→ **WORK ITEM**: From the listing below, copy each line that contains the word "objects".

________________

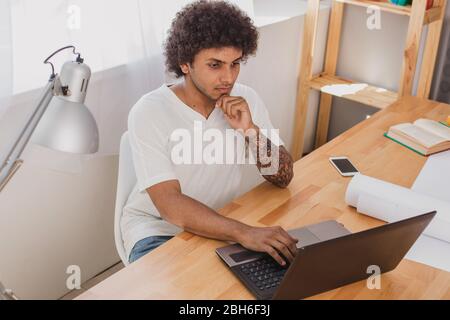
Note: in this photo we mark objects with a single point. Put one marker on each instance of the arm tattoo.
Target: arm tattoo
(274, 163)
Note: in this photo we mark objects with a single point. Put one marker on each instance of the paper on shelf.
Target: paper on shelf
(390, 203)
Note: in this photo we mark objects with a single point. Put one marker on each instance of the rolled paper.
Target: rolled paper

________________

→ **YOUR SOLUTION**:
Note: in this photo we mark objects with a single point. Put one marker on each instance of the arm tattoo.
Note: in this photo we mark objects with a single point. Put one marker on each instance of the paper on shelf.
Note: in this photo we mark objects with a single point. Put one marker on each instance of the rolled paper.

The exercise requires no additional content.